● Instruction A
In the post on kafka-streams, which Spark version is listed among the supported streaming components?
● Instruction B
Which lines of the rows below contain the word "steel"? Copy each of them.

● Reading text
****
While Spark continues to thrive as the main big data processing framework for batch and streaming, alternatives emerging from the 1970s actor model and the reactive manifesto are gaining notoriety. Akka is widely known in the Scala community and on March 2016 Confluent released its library Kafka Streams.

One of the main problems of Spark for me is Scaling. Much of the time we are just tweaking executor characteristics: the number of them, its memory... And if the data volume is changing from day to day, either we are using way more resources than needed or the application just fails (depending on the app workload). If this is a nightmare just with batch jobs, in streaming I can't start imagine the situation.

Thats a very big issue and was one of the main reasons I've started processing libraries that scale-up and down automatically without causing me a headache. Keep in mind that since in my work have MapR, we are tied to their supported ecosystem pack.

This is, at the time of writing and regarding to streaming:

  • Spark 2.3.1
  • Flume 1.8
  • Kafka-streamsish (Since it is a library and they "support" kafka 1.1.1, we can use it)

I've chosen to explore kafka-streams, and it has a nice feature out-of-the-box: Exactly-once processing (YAAAAY!). Since we don't need fancy analytics on our data, it can be a nice candidate.

The bad thing: it does not scale-up and down automatically, rather you have to implement some logic to do so (via metrics). I'll will have to tackle that in a later post.

First of all: what is kafka-streams? It's just a JVM application: one consumer that reads from topics and writes to other topics. If you want to parallelize: start up to N instances of the app. (N is the number of topic partition and determines the max number of consumers)

Set-up MapR environment (VM)

We'll use the sandbox provided by MapR that already contains all the components needed. In our case the version is 6.1.0 (release date yyMM: 1808) so all the packages and dependencies will reference those numbers. It is important to use >6.1.0 since it included several key improvements to streaming applications (for example, integration with kafka-streams apps).
****
● Record set

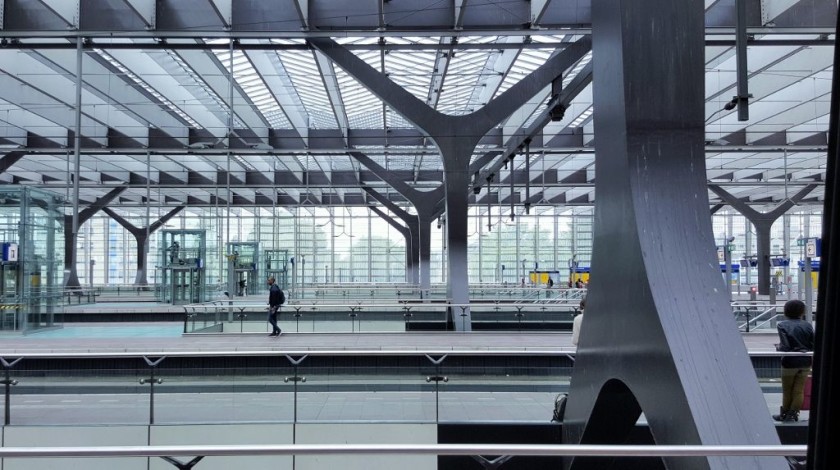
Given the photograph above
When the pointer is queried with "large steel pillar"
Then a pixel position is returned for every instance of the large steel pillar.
****
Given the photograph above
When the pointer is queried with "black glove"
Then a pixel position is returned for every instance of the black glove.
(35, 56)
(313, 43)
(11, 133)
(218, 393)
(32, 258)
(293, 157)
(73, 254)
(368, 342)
****
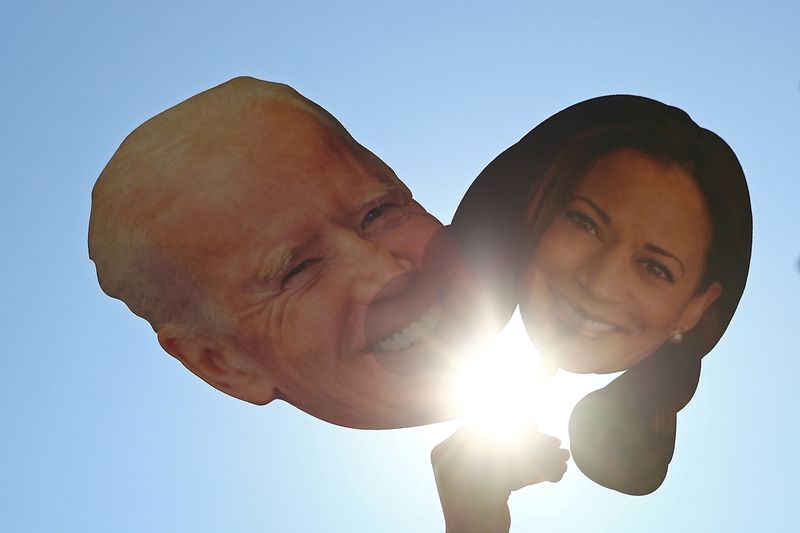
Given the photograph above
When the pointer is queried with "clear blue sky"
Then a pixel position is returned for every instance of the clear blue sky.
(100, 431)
****
● Final answer A
Spark 2.3.1

● Final answer B
When the pointer is queried with "large steel pillar"
Then a pixel position is returned for every instance of the large steel pillar.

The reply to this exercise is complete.